▸ **EXERCISE DIRECTIONS**
In the entries below, find the line containing "the dark trousers". Write out that line and all lines after it, exactly, and nothing else.

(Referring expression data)
----------
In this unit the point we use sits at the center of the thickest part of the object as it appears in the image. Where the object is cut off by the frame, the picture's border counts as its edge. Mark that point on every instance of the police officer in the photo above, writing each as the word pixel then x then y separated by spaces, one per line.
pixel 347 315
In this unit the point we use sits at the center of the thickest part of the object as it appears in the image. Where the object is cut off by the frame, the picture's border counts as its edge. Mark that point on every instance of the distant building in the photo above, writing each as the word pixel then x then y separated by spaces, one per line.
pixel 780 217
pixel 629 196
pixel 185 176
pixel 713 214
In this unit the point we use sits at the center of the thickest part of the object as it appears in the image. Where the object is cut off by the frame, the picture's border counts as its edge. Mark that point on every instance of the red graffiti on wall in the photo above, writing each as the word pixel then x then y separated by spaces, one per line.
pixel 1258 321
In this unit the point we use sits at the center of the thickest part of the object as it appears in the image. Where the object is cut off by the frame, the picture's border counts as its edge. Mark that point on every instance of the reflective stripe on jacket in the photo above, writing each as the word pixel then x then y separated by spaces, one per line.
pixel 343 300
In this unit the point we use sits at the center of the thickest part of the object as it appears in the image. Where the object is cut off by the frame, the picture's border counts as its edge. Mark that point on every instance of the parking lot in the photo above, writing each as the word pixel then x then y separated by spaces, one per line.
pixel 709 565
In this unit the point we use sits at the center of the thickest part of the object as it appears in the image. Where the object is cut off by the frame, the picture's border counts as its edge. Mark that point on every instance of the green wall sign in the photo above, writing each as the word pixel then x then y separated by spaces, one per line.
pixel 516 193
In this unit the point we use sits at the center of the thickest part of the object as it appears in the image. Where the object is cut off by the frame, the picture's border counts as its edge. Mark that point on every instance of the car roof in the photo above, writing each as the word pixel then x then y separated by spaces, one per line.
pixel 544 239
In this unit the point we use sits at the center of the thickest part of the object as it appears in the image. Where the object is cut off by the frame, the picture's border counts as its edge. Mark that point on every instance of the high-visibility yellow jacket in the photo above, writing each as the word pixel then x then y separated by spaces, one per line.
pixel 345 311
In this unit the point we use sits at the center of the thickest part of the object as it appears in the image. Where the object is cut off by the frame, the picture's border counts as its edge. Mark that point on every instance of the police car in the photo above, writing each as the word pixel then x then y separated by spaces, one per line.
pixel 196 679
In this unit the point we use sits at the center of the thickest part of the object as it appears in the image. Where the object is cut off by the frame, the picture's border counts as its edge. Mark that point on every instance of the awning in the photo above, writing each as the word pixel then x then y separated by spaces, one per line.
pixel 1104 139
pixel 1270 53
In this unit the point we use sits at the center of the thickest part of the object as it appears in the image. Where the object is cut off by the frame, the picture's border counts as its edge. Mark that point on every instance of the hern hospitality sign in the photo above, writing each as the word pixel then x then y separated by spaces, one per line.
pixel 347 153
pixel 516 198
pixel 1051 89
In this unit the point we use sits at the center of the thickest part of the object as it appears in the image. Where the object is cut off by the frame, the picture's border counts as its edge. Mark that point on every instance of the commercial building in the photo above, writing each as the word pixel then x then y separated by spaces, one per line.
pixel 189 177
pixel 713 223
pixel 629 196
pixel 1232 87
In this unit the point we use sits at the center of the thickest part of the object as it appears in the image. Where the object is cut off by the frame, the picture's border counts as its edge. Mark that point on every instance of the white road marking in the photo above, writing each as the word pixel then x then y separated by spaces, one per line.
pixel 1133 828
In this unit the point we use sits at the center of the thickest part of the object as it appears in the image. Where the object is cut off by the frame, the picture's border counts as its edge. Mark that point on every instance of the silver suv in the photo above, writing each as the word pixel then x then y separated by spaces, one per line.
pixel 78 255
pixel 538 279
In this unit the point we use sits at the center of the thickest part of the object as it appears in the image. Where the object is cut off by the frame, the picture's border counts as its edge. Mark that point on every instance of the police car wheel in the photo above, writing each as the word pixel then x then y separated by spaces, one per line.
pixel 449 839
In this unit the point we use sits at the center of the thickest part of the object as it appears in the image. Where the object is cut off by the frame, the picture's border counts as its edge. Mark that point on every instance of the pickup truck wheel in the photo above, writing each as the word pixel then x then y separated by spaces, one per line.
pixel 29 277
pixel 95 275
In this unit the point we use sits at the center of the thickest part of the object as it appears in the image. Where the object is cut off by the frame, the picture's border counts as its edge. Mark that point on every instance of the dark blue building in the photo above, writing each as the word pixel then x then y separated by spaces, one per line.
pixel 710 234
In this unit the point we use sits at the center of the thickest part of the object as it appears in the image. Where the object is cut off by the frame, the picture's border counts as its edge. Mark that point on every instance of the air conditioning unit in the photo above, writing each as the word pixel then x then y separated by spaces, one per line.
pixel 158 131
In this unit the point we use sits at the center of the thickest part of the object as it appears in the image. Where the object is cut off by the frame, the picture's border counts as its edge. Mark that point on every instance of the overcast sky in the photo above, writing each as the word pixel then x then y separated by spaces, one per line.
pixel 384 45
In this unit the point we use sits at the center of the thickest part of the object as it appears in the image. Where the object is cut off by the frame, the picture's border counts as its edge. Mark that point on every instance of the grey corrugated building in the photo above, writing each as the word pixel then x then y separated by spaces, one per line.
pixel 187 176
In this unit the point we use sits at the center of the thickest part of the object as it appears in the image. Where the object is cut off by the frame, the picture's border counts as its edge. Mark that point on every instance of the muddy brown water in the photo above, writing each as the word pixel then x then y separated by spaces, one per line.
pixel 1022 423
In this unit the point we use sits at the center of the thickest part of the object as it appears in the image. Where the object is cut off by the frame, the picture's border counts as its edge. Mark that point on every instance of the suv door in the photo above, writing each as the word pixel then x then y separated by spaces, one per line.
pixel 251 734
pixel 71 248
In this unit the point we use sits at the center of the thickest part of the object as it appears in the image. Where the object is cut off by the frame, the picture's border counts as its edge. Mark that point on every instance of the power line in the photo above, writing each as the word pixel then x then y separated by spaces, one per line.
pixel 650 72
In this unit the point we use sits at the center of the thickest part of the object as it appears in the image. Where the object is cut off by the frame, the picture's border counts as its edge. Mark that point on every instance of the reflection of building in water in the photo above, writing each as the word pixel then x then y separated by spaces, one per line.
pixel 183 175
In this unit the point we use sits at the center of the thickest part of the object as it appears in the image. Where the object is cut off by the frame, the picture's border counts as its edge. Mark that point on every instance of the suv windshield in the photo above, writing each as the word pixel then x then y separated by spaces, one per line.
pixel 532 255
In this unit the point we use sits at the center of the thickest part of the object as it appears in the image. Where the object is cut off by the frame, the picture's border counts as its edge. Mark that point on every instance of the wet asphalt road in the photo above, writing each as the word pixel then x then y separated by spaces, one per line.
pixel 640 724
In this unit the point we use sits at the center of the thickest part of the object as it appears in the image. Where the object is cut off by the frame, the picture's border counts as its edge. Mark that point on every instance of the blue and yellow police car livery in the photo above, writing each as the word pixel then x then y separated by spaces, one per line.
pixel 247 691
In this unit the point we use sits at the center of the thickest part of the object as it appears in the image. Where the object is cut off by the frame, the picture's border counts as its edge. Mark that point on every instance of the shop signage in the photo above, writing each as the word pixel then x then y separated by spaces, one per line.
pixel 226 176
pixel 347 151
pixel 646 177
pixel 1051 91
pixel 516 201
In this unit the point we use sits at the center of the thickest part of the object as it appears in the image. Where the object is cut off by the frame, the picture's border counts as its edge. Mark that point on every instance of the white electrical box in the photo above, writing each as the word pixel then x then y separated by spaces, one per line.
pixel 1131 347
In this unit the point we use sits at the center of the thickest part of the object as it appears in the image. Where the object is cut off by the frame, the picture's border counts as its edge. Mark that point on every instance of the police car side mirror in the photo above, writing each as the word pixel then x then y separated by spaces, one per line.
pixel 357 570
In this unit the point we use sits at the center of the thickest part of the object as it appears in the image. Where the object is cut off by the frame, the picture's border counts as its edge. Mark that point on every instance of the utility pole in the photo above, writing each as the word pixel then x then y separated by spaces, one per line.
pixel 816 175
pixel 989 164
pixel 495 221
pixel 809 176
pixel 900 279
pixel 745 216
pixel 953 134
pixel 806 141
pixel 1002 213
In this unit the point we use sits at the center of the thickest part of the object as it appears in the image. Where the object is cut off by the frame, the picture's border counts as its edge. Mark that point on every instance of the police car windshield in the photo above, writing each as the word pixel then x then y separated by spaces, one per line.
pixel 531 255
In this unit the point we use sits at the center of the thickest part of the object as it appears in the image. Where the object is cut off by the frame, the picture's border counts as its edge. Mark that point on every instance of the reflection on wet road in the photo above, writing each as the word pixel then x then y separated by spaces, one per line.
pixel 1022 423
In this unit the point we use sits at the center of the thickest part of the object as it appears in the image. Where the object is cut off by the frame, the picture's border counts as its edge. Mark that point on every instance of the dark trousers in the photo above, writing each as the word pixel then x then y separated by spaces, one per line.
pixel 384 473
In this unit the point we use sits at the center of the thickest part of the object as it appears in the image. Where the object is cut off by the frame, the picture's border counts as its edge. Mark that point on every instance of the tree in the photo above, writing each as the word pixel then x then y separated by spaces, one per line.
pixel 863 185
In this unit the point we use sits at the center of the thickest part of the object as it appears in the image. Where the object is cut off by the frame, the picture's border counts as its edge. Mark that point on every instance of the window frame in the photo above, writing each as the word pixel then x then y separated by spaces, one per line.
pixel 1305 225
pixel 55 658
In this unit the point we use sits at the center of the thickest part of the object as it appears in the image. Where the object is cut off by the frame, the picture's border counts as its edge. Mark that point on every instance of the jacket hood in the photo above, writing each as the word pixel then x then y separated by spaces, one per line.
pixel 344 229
----------
▸ **ANSWER**
In this unit the point we use sits at the center of the thickest part of the object as it appears in the image. Where the object is cut off by the frame, the picture's border counts as its edge. Mark that point on every instance of the dark trousers in the photo above, writing each as the word pixel then x then y separated by spaces, one per line.
pixel 384 473
In this unit the point we use sits at the center of the thickest part of the object as it appears in the image. Where the object is cut off by the frame, the picture's border counts as its edge. Mark that point on every instance of the tree in the photo above, writing each as the word pixel then x then y separated by spaces, one per line.
pixel 863 185
In this unit the point we use sits at the center of the thickest part of the object as it appears in the image. Where the object is cut off by the frame, the picture's border counts as its edge. Mark that point on every instance of the window frame in the photo above, writing each as the word pixel then x then y separated by spaces, one per line.
pixel 1305 225
pixel 55 658
In this unit the point we use sits at the center of the thickest part of the object as it appears in the image. Where the object is cut off by the frame, the picture's border counts as its edge. Mark that point on every instance of the jacket hood in the photo above, writing each as the word pixel then x then y separated by spaces, one per line.
pixel 344 229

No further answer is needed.